───── Texte cité

L'Oiseau Roc a vécu bien plus longtemps que l'auteur des Mille
et une Nuits, qui, nous le répétons, n'a fait qu'en emprunter la
description aux traditions contemporaines. Deux ou trois siècles plus tard, il
n'avait rien perdu de son renom et de sa réalité partout admise. Il n'est pas du
tout prouvé qu'il ne survive encore dans quelques esprits ingénus, aux pays de
soleil.
Considéré de ce point de vue, d'ailleurs, il est loin d'être
exceptionnel dans la série zoologique. Et, si amoindris qu'ils soient, si
scrupuleusement observés qu'ils puissent être, ses parents actuels, aigles ou
vautours, bien que les plus réels des oiseaux cette fois, ont été et sont toujours
les héros de légendes dont la vie est encore assurée pour longtemps.
Tels sont entre autres les cas d'enlèvements humains qu'on
leur attribue.

──────────
───── Données fournies

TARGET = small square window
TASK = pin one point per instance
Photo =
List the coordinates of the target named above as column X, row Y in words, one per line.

──────────
───── Données fournies

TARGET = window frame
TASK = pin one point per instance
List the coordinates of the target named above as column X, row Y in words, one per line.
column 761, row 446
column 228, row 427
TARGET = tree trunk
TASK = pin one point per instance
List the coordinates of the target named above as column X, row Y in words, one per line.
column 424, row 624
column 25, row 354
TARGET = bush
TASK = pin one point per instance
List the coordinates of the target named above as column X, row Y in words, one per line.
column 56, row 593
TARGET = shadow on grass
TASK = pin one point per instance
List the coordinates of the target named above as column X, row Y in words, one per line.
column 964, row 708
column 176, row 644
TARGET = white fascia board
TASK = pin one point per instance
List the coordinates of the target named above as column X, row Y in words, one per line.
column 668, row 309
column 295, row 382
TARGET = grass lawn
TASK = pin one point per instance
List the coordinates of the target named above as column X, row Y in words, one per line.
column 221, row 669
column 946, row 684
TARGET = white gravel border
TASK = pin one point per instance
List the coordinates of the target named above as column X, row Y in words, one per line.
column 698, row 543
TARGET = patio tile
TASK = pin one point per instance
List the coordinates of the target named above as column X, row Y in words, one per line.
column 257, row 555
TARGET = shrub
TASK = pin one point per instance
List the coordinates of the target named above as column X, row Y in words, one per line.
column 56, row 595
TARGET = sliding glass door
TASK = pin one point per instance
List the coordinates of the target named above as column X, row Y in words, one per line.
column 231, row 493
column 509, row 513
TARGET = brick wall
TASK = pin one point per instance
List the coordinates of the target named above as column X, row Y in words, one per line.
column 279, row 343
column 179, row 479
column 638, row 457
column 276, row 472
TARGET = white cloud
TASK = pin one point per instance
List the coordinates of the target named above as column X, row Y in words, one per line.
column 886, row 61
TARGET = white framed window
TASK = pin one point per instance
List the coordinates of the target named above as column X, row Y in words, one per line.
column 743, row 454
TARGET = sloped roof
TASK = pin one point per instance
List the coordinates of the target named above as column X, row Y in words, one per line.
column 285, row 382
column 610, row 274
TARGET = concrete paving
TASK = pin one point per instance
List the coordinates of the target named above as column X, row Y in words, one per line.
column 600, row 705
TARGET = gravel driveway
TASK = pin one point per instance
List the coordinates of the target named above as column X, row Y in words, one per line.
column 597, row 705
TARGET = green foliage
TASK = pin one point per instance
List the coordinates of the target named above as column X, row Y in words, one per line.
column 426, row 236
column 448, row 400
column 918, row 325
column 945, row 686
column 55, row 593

──────────
───── Données fournies

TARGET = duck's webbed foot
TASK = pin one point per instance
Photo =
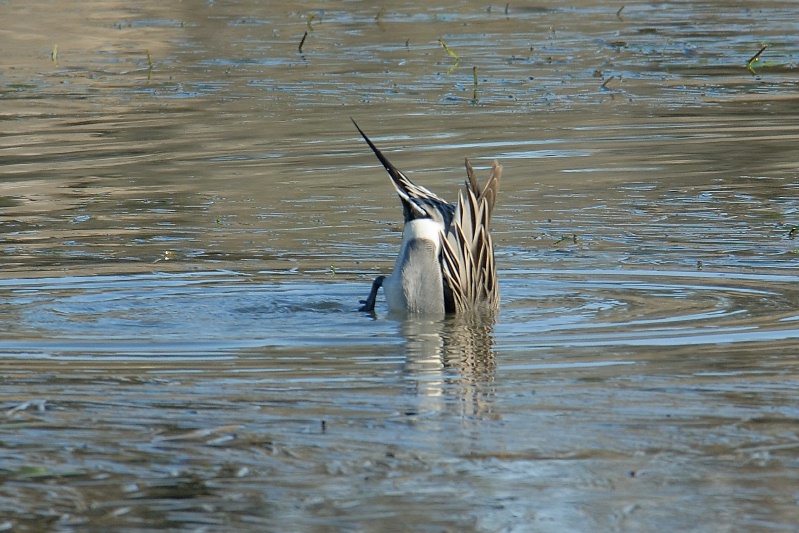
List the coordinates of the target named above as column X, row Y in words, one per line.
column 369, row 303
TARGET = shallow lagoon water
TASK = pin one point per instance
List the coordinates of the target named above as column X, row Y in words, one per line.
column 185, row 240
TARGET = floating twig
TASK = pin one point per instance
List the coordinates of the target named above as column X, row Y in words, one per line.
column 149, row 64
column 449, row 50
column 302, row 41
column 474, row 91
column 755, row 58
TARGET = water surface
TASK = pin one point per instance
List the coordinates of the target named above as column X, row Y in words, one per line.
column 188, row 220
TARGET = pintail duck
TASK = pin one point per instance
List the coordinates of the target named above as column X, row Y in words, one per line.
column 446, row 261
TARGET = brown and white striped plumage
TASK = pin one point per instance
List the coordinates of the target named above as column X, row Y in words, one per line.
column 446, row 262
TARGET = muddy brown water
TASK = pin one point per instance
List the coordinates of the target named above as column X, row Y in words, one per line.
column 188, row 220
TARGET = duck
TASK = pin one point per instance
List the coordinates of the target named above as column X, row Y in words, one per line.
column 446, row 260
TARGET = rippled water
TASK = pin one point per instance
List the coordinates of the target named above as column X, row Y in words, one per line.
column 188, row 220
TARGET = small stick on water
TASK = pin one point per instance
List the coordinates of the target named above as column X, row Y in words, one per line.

──────────

**Série d'exercices**
a: Répondez à ces questions sur le texte consacré à l'oiseau Roc :
(i) À quoi l'auteur des Mille et une Nuits a-t-il emprunté la description de l'oiseau ?
(ii) Combien de temps plus tard l'oiseau n'avait-il rien perdu de son renom ?
(iii) Quels oiseaux le texte présente-t-il comme ses parents actuels ?
b: Écrivez la suite du texte sur l'oiseau Roc, en partant de sa dernière phrase.
On peut se passer des lignes pour faire ce travail.

**Corrigé**
a:
(i) Aux traditions contemporaines.
(ii) Deux ou trois siècles plus tard.
(iii) Les aigles ou les vautours.

b:
Ici encore il faut s'entendre. Que les plus hardies de ces
grandes espèces chasseresses attaquent la nôtre ne fait pas de doute. Et il est
évident qu'un dénicheur d'aiglons, par exemple, en équilibre instable sur une
pointe de rocher, assailli par la femelle qui défend son aire et précipité dans
l'abîme, est bien une victime des aigles, au sens exact du mot. Dans des
circonstances identiques, il peut de même être celle d'un chamois !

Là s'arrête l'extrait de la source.